## Reading text:
Caseless ammunition is an attempt to reduce the weight and cost of ammunition by dispensing with the case, which is typically precision made of brass or steel, as well as to simplify the operation of repeating firearms by eliminating the need to extract and eject the empty case after firing. Its acceptance has been hampered by problems with heat sensitivity, sealing, and fragility. Its use to date has been limited to prototypes and low-powered firearms.
Caseless ammunition, in the broad sense, is not a new concept. A number of early paper cartridge designs used a combustible "case", which left no significant residue in the action after firing; one of the earliest military breech-loading rifles, the Dreyse needle gun, used such a cartridge. It contained the powder, primer, and saboted bullet in a paper cartridge. This design was an evolution of earlier paper cartridges for externally primed muzzle loading firearms, and predated the wide adoption of the metallic cartridge case.
The first use of caseless ammunition for use in a repeating firearm was the Rocket Ball projectile patented by Walter Hunt in 1848. A charge of black powder was placed inside a hollow at the back of a specially shaped Minié ball. These rounds were used by Hunt in a prototype repeating lever action rifle. The later Volcanic cartridge by Smith & Wesson added a primer to the Rocket Ball, and improved on the lever action design. Similar ammunition was used by the Volcanic Repeating Arms company for the Volcanic rifle.
During World War II, Germany began an intensive program to research and develop a practical caseless ammunition for military use, which was driven by the rising scarcity of metals, especially copper used to make cartridge cases. The Germans had some success, but not sufficient to produce a caseless cartridge system during the war.
Modern caseless ammunition
Modern caseless ammunition consists of a solid mass of propellant, originally nitrocellulose, cast into shape to form the body of the cartridge, with cavities to accept the bullet and a primer, preferably combustible, which are glued into place. The completed cartridge might also contain a booster charge of powdered propellant to help ignite the body and provide initial thrust to the bullet.

## Provided records:
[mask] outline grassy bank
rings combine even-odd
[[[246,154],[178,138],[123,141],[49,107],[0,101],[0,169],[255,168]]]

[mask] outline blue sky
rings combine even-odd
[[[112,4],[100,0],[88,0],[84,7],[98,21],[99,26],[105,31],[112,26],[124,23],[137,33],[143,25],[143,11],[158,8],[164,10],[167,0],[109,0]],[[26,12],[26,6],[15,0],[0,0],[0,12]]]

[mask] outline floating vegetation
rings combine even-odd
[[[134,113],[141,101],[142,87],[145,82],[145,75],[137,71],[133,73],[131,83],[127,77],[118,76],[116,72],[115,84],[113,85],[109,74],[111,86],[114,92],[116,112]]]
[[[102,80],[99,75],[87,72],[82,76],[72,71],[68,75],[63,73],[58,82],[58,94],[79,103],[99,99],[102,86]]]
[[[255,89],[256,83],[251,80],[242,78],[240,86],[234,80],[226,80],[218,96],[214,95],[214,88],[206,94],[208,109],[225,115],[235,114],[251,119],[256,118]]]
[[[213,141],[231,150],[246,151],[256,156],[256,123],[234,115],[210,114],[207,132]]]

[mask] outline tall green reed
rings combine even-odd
* * *
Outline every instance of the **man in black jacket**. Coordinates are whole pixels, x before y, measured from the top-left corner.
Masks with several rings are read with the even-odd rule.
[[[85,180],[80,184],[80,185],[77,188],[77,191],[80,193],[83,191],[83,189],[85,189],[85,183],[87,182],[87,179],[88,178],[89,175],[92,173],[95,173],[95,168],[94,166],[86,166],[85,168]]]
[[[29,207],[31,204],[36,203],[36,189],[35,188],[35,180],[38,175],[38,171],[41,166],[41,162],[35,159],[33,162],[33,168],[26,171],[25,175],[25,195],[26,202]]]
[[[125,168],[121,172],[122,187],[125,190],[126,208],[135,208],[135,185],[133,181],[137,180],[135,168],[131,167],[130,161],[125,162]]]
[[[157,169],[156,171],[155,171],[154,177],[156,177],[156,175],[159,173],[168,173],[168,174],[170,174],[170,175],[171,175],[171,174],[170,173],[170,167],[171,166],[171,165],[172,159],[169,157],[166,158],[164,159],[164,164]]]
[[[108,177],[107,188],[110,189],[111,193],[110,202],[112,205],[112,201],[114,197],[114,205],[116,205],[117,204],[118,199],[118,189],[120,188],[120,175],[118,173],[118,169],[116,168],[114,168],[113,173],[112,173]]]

## Task instructions:
1/ Retype the part of the caseless ammunition passage that opens with the words containing "During World War" and closes with "during the war.".
2/ According to the caseless ammunition passage, which problems have hampered the acceptance of caseless ammunition? List them all.
3/ Write what would come next in the caseless ammunition passage, picking up after its final sentence.
The items are separate material from the caseless ammunition passage.

## Results of the exercise:
1/
During World War II, Germany began an intensive program to research and develop a practical caseless ammunition for military use, which was driven by the rising scarcity of metals, especially copper used to make cartridge cases. The Germans had some success, but not sufficient to produce a caseless cartridge system during the war.

2/ Heat sensitivity, sealing, and fragility.

3/
Many caseless cartridges are also telescoped, with the bulk of the bullet held within the body of the cartridge, to cut down on cartridge length. A shorter cartridge cuts down on the distance the firearm's action must reciprocate to load a new round, which allows for higher cyclic rates and greater probability of multiple hits on a target at long range. Lack of a case also reduces the weight of the cartridge substantially, especially in small bore rifles. For example, the caseless ammunition designed by Austrian inventor Hubert Usel for the Voere VEC-91 weighs about one third as much as regular ammunition for the same caliber.
While it seems a simple operation to replace the case with a piece of solid propellant, the cartridge case provides more than just a way to keep the cartridge components together, and these other functions must be replaced if the case is to be replaced. Caseless ammunition is not without its drawbacks, and it is these drawbacks that have kept modern caseless ammunition from achieving wider success.
The first major problem, of special concern in military applications, which often involve sustained firing, is the heat sensitivity of the ammunition. Nitrocellulose, the primary component of modern gunpowder, ignites at a relatively low temperature of around 170 °C (338 °F). One of the functions of the metallic cartridge case is as a heat sink; when extracted after firing, every metallic case carries away a significant amount of the heat from the combustion of the propellant, slowing the rate at which heat builds up in the chamber. The thermal insulation provided by the case also works the other way around, shielding the propellant from built-up heat in the chamber walls.
Without a case to provide these functions, caseless rounds using nitrocellulose will begin to cook off, firing from the residual chamber heat, much sooner than cased cartridges do.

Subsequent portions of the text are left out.